**Required work:**
a. Answer these questions from the text on food culture after the 2016 election:
(i) What did the nationwide marches include?
(ii) How does the text describe the white food media?
(iii) Where did the language of "Resistance" find its way?
b. Please carry on the text on food culture after the 2016 election, starting after its final sentence.

**Page text:**
BEGIN

The language of "Resistance" found its way into popular food culture a few moments after the shock of the 2016 election results.

When Trump put the Clinton political dynasty to pasture, liberal whites went haywire. Their anguish bred nationwide marches, replete with cat costumes and puns on placards. They streamed into the streets hissing their disbelief at this suddenly revealed America. Resistance was a widespread reaction to the impossible happening: all the hands that were thrown up in sorrow had to come back down to work. 

Formerly domesticated, they were now activated. But if white liberals had had their worldview violently cracked, then the white food media— a vocally progressive subset—was shattered from the whole into cracker crumbs.

END

[Saved entries]

BEGIN

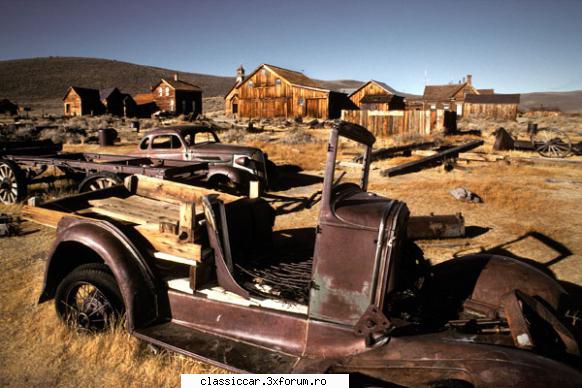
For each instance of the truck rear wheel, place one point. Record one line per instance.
(12, 182)
(98, 182)
(88, 299)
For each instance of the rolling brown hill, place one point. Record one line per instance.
(41, 82)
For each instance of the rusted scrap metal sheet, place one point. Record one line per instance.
(436, 226)
(385, 153)
(431, 160)
(41, 147)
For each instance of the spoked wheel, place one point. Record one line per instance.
(12, 182)
(88, 299)
(551, 143)
(98, 182)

END

**The responses:**
a.
(i) Cat costumes and puns on placards.
(ii) As a vocally progressive subset.
(iii) Into popular food culture.

b.
White food media lurched into action in response, dutifully reimagining its role from tastemaker to fierce resistor. Bon Appetit named South Philly's Barbacoa, owned by Mexican undocumented immigrant chef and activist Christina Martinez, one of the best new restaurants of 2016. They doubled down on their politics a year later by releasing an apolitical all immigrant issue

For those who espouse white liberalism it has always been less destabilizing—and therefore more important—to embrace Black and brown perspectives, than to interrogate its own complicity with white supremacy. White food culture is no different.

Food52, a food and lifestyle e-commerce site firmly situated in the white food media firmament, also rose to the moment. They hired Mayukh Sen, a queer South Asian cultural writer, with a shutter-friendly smolder. Their timing paid off; Sen went on to win a James Beard Awards for the stirring profile of a Black woman restaurateur. It was the right tint of cultural bonafides at the right time to the otherwise vanilla digital publication.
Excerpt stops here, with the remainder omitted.